(Excerpts of bounding box data)
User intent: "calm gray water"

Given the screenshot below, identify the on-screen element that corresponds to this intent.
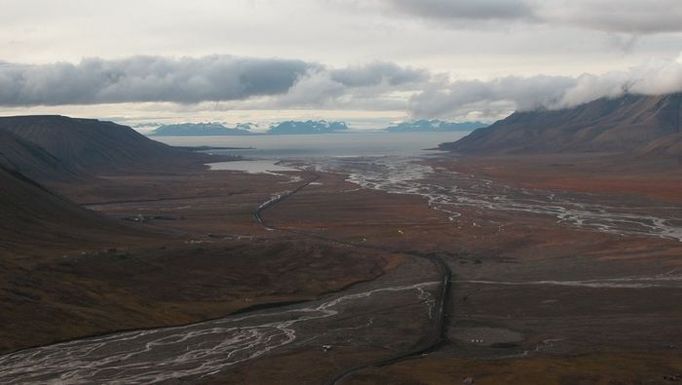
[154,132,467,160]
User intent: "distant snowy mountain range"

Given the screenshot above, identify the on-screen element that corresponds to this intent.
[149,120,486,136]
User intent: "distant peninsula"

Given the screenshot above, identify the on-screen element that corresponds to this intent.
[268,120,348,135]
[385,120,488,132]
[148,120,349,136]
[149,123,256,136]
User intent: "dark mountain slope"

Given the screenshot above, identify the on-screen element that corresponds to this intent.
[0,130,75,180]
[441,94,682,154]
[0,166,141,255]
[0,115,208,179]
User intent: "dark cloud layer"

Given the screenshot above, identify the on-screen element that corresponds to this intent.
[0,56,316,106]
[0,56,429,106]
[409,61,682,118]
[0,56,682,118]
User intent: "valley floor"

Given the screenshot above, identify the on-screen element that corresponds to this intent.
[0,152,682,385]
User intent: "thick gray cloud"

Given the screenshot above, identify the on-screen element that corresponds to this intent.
[381,0,682,34]
[330,62,429,87]
[0,56,310,106]
[0,56,429,106]
[0,56,430,107]
[409,60,682,118]
[385,0,534,20]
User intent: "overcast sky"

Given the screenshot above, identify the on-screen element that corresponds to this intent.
[0,0,682,128]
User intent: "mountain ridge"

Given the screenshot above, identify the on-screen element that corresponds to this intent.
[440,93,682,156]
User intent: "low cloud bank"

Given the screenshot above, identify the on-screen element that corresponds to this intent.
[375,0,682,35]
[0,56,429,106]
[0,56,682,120]
[409,61,682,118]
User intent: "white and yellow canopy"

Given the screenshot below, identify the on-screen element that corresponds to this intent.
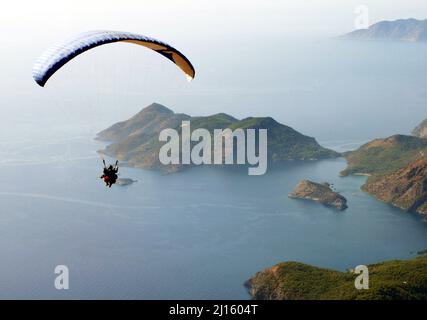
[33,30,195,87]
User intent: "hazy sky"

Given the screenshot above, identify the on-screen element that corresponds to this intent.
[0,0,427,141]
[0,0,427,41]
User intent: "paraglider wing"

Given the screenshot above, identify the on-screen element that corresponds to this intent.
[33,30,195,87]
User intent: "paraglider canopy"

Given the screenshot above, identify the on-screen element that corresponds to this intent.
[33,30,195,87]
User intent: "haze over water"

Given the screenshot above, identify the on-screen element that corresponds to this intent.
[0,0,427,299]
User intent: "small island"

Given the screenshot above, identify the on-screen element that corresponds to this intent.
[340,132,427,215]
[116,178,136,186]
[96,103,341,173]
[245,254,427,300]
[289,180,347,211]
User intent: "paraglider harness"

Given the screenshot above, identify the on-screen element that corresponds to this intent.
[100,159,119,188]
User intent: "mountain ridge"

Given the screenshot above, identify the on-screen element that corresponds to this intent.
[96,103,340,172]
[341,18,427,42]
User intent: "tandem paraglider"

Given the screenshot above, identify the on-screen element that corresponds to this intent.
[100,159,119,188]
[32,30,195,188]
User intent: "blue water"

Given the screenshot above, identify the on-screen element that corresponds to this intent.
[0,38,427,299]
[0,131,427,299]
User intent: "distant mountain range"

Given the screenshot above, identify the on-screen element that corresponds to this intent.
[412,119,427,138]
[343,19,427,42]
[97,103,340,172]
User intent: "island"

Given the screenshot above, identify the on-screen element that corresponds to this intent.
[245,254,427,300]
[116,178,137,186]
[342,18,427,42]
[289,180,347,211]
[341,135,427,214]
[96,103,341,172]
[362,158,427,214]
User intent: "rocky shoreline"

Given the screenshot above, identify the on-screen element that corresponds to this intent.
[288,180,347,211]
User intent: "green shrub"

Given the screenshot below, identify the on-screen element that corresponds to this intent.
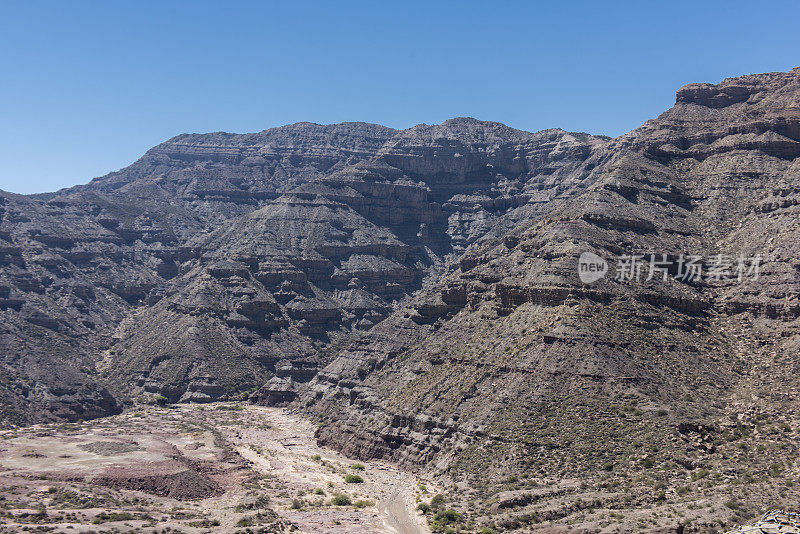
[331,493,353,506]
[433,510,461,525]
[92,512,133,525]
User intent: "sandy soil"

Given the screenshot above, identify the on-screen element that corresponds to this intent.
[0,404,431,534]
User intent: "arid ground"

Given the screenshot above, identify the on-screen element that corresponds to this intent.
[0,404,431,534]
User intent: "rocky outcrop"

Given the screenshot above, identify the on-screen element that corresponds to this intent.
[296,70,800,527]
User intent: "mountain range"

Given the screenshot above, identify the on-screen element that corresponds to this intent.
[0,69,800,528]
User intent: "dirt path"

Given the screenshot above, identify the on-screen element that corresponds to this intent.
[222,407,430,534]
[0,403,431,534]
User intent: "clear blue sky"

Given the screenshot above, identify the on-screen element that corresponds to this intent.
[0,0,800,193]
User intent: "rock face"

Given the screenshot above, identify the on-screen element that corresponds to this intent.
[0,119,607,423]
[0,70,800,529]
[298,69,800,528]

WRITTEN INSTRUCTION — How many lines in the material above contain the string "distant"? Case counts, and the reply should be the number alone.

RESULT — 3